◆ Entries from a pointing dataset
——
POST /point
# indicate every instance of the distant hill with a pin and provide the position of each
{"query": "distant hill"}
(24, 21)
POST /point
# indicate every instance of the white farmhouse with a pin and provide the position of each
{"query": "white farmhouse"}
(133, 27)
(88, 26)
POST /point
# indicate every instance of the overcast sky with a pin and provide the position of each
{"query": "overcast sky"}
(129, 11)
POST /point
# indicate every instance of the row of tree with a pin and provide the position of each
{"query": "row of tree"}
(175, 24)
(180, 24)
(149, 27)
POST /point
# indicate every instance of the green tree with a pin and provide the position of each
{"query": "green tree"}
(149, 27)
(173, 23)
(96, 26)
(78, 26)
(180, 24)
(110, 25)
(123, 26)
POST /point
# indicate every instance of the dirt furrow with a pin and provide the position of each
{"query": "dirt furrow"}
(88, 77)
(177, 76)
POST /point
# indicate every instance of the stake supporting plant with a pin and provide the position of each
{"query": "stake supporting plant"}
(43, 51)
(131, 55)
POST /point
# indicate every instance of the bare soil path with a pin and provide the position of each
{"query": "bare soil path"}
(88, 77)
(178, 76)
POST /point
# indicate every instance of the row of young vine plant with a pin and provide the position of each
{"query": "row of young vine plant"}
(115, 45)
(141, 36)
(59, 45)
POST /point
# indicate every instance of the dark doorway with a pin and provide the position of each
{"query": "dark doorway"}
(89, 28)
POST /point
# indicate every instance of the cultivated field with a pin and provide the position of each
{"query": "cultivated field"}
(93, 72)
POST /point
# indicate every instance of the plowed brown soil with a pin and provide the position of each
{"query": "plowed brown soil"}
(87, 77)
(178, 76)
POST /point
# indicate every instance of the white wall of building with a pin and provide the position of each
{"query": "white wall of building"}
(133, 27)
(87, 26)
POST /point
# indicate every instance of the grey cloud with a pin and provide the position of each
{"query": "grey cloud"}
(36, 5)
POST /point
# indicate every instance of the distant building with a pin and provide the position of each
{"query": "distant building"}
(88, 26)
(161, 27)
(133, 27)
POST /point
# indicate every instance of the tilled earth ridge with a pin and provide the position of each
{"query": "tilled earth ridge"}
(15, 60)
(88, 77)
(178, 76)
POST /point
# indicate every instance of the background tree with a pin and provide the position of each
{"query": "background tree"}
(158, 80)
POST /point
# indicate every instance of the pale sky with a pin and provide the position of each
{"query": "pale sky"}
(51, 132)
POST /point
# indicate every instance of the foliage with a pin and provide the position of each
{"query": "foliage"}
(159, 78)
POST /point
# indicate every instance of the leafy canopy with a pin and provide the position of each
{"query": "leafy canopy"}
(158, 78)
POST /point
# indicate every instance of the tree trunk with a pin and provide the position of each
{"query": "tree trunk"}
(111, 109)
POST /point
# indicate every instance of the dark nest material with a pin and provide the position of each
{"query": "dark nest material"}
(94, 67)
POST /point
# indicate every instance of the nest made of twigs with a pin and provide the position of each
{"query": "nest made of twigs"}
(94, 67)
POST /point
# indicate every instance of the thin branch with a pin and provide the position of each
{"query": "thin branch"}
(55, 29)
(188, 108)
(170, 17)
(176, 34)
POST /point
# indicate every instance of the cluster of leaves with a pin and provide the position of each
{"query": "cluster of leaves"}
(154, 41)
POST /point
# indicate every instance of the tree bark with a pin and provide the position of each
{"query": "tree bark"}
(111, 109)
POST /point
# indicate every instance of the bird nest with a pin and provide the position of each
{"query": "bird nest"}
——
◆ TASK REQUIREMENTS
Print the listing above in its entirety, with every line exact.

◆ EXERCISE RESULT
POST /point
# indicate every instance of the distant hill with a pin and provide the position of each
{"query": "distant hill"}
(24, 21)
POST /point
# indicate every instance of the white farmhouse with a pin and provide the position of each
{"query": "white farmhouse"}
(133, 27)
(88, 26)
POST /point
# indicate every instance of the overcast sky with a pin and provide the position of each
{"query": "overcast sky"}
(129, 11)
POST /point
# indicate every instance of the row of tree with a pin and provide the position of each
{"query": "row of tree"}
(175, 24)
(180, 24)
(149, 27)
POST /point
# indicate every instance of the green tree with a pin and provide the position of each
{"query": "green tree"}
(149, 27)
(173, 23)
(96, 26)
(78, 26)
(180, 24)
(110, 25)
(123, 26)
POST /point
# indicate every instance of the dirt furrow with a pin and provide the position of each
{"query": "dirt furrow"}
(88, 77)
(177, 76)
POST /point
# indicate every instance of the stake supporting plant with a pin and provide the position of each
{"query": "stake supporting plant"}
(43, 51)
(131, 55)
POST /point
# indicate every instance of the bare soil path with a pin and provide the position of each
{"query": "bare soil path"}
(88, 77)
(178, 76)
POST /point
# indicate every instance of the row of young vine plant with a pin and provide the position of each
{"query": "row of young vine plant"}
(115, 45)
(141, 36)
(59, 45)
POST /point
# indicate every instance of the dark doorway with a pin and provide the position of each
{"query": "dark doorway"}
(89, 28)
POST /point
# indicate every instance of the cultivated field with a pin and provide the position of each
{"query": "cultivated field"}
(93, 72)
POST /point
# indicate every instance of the plowed brown soil with a pin and provide the position of each
{"query": "plowed brown soil"}
(87, 77)
(178, 76)
POST /point
# indicate every instance of the white wall of building with a pin and provide the position of each
{"query": "white wall of building"}
(133, 27)
(87, 26)
POST /point
# indicate every instance of the grey cloud with a pin and provide the position of each
{"query": "grey cloud"}
(36, 5)
POST /point
# indicate every instance of the distant building with a pin and provide the position of each
{"query": "distant building"}
(88, 26)
(161, 27)
(133, 27)
POST /point
# indicate every instance of the tilled earth ridge with a pin and provide the position of each
{"query": "tilled earth ridge"}
(15, 60)
(88, 77)
(178, 76)
POST /point
# indicate every instance of the background tree with a pin and provide the position of each
{"query": "background tree"}
(158, 80)
POST /point
# indicate every instance of the pale sky with a pin and provide the position of each
{"query": "pale sky"}
(51, 132)
POST /point
# indicate every instance of the foliage with a pin and provide the position of each
{"query": "foliage"}
(159, 78)
POST /point
# indicate every instance of the leafy canopy with a pin and provide the position of each
{"query": "leafy canopy"}
(158, 78)
POST /point
# indicate every instance of the tree trunk with a pin and provide the position of each
{"query": "tree trunk"}
(111, 109)
POST /point
# indicate every instance of the dark nest material with a pin and provide the position of each
{"query": "dark nest material"}
(94, 67)
POST /point
# indicate every instance of the nest made of twigs with a pin and provide the position of each
{"query": "nest made of twigs"}
(94, 67)
POST /point
# indicate every instance of the thin branch with a pin and provide the position of each
{"query": "thin branch"}
(55, 29)
(188, 108)
(170, 17)
(176, 34)
POST /point
# indicate every instance of the cluster of leaves with a pin and provide the position of each
{"query": "cluster of leaves"}
(154, 41)
POST /point
# indicate every instance of the tree bark with a pin and provide the position of each
{"query": "tree bark"}
(111, 109)
POST /point
# indicate every instance of the bird nest with a pin and provide the position of each
{"query": "bird nest"}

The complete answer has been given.